> _REQUIRED TASK A_
In the records, render the lines from the one containing "TARGET: climber's head" through the last line of the records, both included, as a JSON list of strings with one string per line and blank lines dropped.

> _SELECTED EXTRACT_
Just as taxes are certain, changes to tax laws are inevitable. The most notable recent revision to the US tax code was the Tax Cuts and Jobs Act of 2017 (TCJA). The TCJA made sweeping changes to corporate tax rates, individual marginal tax rates, deductions, and exemptions. However, certain provisions of this law were temporary, and if Congress doesn’t act, these provisions will no longer be in effect for tax years beginning after December 31, 2025.

Setting expiration dates on tax code provisions is commonly known as “sunsetting.” Throughout this year and next, you will likely see media reports about this sunsetting and interpretations and advice from many financial service providers. The expiration of TCJA provisions is an issue that requires attention from taxpayers and lawmakers alike.

In this article, we help you filter out the noise surrounding the TCJA sunsetting and focus on the aspects that matter most to wealthy families. We also share how we can work together to ensure that your tax plan is best prepared for whatever happens between now and 2026 and beyond.

> _REQUIRED TASK B_
According to the tax article, what is the practice of setting expiration dates on tax code provisions commonly called?

> _ENTRIES_
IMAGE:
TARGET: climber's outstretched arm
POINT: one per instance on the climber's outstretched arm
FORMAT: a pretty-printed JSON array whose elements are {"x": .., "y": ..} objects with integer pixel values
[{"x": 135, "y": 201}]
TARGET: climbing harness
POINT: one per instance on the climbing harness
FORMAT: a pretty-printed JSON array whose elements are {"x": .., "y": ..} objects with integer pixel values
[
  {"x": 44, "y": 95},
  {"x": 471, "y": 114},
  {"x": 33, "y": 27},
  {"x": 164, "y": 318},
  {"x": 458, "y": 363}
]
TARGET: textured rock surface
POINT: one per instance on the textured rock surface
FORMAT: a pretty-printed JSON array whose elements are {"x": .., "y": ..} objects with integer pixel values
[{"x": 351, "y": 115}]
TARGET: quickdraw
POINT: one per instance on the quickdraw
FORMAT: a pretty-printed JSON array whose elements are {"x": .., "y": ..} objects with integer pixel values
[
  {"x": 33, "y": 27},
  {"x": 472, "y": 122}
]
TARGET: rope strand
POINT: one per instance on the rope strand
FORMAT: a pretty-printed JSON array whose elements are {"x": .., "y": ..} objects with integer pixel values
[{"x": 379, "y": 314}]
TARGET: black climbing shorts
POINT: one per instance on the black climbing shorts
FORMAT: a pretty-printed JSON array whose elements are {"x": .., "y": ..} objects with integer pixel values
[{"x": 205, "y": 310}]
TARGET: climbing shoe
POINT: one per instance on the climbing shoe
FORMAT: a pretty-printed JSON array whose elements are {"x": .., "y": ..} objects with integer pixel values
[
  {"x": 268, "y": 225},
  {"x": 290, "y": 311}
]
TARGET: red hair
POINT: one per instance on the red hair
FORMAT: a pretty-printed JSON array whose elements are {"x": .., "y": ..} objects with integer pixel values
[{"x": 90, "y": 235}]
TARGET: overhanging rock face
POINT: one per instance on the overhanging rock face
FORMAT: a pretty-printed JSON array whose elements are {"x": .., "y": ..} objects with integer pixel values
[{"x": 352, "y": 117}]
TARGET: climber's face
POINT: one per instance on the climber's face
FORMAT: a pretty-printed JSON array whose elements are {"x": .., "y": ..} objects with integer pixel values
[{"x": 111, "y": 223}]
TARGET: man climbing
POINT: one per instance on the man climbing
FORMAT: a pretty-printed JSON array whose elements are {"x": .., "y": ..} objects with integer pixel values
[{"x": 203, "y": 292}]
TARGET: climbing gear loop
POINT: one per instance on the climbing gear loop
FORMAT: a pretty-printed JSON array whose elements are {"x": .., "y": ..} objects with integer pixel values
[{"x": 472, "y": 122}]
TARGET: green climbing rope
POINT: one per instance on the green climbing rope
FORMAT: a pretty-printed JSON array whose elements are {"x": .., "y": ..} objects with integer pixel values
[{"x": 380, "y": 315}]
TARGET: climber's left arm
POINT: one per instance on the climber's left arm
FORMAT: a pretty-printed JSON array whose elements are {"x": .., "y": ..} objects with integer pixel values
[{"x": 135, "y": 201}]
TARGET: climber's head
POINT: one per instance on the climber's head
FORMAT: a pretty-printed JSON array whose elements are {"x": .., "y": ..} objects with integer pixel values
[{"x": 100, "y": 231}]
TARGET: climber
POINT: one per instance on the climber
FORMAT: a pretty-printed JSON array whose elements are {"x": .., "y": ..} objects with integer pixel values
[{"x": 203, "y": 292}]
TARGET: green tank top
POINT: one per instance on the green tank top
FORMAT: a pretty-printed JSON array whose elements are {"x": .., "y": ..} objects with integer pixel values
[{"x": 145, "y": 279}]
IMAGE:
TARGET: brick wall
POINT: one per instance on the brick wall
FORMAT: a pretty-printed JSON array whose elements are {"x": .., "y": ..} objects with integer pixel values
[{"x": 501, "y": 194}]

> _EXPECTED ANSWER A_
[
  "TARGET: climber's head",
  "POINT: one per instance on the climber's head",
  "FORMAT: a pretty-printed JSON array whose elements are {\"x\": .., \"y\": ..} objects with integer pixel values",
  "[{\"x\": 100, \"y\": 231}]",
  "TARGET: climber",
  "POINT: one per instance on the climber",
  "FORMAT: a pretty-printed JSON array whose elements are {\"x\": .., \"y\": ..} objects with integer pixel values",
  "[{\"x\": 203, \"y\": 292}]",
  "TARGET: green tank top",
  "POINT: one per instance on the green tank top",
  "FORMAT: a pretty-printed JSON array whose elements are {\"x\": .., \"y\": ..} objects with integer pixel values",
  "[{\"x\": 145, \"y\": 279}]",
  "IMAGE:",
  "TARGET: brick wall",
  "POINT: one per instance on the brick wall",
  "FORMAT: a pretty-printed JSON array whose elements are {\"x\": .., \"y\": ..} objects with integer pixel values",
  "[{\"x\": 501, \"y\": 194}]"
]

> _EXPECTED ANSWER B_
Sunsetting.